# Problem description:
Identify each line in the records below that contains the word "water", and copy every such line in full.

--- Records for the task ---

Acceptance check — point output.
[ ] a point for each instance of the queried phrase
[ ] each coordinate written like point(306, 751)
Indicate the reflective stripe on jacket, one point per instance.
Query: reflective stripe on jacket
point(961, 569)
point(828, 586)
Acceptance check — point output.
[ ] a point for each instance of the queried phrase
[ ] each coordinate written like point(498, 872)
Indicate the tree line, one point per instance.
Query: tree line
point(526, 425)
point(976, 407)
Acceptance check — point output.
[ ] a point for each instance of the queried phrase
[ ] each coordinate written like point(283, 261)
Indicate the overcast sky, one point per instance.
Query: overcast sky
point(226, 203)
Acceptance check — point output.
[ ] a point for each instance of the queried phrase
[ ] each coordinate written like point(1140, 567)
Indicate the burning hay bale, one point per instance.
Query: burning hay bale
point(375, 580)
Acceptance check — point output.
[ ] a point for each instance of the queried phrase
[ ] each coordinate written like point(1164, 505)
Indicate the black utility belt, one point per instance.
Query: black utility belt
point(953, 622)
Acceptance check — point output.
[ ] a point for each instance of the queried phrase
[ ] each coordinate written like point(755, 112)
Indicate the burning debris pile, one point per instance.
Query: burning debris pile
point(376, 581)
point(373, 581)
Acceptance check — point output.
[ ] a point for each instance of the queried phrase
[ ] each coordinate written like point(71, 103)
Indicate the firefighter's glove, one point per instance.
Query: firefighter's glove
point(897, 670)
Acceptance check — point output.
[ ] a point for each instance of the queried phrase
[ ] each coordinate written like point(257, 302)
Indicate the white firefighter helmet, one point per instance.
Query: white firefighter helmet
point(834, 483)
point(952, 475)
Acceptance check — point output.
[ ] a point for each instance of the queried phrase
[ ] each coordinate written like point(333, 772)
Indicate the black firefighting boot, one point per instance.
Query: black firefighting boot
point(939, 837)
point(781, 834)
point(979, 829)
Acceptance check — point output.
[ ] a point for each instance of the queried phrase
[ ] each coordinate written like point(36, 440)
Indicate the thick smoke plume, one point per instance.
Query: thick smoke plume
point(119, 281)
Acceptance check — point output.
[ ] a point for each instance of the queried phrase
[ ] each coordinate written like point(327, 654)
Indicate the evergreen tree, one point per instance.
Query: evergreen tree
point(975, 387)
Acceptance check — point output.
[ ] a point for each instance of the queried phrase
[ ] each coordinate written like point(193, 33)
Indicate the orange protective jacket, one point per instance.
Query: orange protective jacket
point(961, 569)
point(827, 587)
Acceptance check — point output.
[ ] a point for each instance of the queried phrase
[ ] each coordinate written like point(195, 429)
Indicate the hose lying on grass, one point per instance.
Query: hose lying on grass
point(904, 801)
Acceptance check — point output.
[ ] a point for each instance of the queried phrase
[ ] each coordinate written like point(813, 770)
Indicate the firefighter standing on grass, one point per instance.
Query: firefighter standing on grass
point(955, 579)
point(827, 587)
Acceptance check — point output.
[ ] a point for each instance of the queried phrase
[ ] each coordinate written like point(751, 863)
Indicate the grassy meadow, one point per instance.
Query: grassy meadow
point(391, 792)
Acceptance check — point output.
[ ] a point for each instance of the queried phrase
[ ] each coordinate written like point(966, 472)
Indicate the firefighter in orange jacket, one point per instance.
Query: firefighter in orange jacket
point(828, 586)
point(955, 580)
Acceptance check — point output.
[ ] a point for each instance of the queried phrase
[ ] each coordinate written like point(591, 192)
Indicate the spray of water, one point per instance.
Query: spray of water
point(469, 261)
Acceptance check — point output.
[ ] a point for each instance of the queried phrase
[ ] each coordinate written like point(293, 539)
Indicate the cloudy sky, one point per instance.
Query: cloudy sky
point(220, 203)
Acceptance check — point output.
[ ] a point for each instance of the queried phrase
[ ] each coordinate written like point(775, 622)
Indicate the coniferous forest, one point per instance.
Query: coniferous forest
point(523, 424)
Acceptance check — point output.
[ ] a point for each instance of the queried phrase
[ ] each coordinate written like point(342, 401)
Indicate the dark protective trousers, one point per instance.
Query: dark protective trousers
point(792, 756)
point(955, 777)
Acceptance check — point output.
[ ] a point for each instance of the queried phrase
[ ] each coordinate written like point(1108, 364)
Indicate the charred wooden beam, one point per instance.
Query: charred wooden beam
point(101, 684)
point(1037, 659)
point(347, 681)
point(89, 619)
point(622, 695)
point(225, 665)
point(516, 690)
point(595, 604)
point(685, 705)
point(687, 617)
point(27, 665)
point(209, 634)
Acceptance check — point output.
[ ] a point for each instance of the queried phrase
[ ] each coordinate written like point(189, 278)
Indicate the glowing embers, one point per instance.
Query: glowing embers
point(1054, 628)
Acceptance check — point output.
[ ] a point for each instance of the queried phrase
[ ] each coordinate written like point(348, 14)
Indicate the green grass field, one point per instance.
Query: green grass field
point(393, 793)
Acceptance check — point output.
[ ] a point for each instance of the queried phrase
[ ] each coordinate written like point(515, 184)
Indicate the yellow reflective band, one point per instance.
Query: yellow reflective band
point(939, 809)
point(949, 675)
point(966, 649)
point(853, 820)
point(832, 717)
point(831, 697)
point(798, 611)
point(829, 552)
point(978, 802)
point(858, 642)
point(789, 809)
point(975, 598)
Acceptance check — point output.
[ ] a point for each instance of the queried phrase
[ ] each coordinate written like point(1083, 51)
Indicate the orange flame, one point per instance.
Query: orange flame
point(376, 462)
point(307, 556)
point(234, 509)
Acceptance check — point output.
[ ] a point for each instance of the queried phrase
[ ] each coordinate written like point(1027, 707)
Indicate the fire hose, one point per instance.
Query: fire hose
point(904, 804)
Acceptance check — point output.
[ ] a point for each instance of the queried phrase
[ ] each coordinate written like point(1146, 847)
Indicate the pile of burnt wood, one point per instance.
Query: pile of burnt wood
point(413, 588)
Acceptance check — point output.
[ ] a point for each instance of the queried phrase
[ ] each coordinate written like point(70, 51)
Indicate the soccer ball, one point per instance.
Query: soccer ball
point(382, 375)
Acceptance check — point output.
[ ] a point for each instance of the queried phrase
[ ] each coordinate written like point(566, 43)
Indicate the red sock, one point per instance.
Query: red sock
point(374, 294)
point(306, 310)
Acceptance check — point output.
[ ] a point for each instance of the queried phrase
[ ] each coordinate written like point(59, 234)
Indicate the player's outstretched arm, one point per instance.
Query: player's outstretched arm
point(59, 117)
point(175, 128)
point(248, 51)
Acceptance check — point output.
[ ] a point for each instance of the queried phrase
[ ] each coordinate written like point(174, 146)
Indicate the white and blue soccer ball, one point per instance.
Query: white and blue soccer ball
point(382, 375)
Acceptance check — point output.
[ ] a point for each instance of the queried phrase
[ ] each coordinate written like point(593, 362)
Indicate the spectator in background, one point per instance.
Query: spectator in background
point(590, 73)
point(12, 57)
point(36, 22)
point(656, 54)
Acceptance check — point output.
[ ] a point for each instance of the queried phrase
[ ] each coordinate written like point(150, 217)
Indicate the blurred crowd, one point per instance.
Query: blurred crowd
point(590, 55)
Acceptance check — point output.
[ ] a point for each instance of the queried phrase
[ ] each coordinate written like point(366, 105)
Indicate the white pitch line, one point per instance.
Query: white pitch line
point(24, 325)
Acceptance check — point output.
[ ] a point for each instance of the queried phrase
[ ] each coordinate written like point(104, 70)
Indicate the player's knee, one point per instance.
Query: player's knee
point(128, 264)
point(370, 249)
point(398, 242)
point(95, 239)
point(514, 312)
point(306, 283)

---

# Answer for the task:
Indicate the spray of water, one point per instance.
Query: spray of water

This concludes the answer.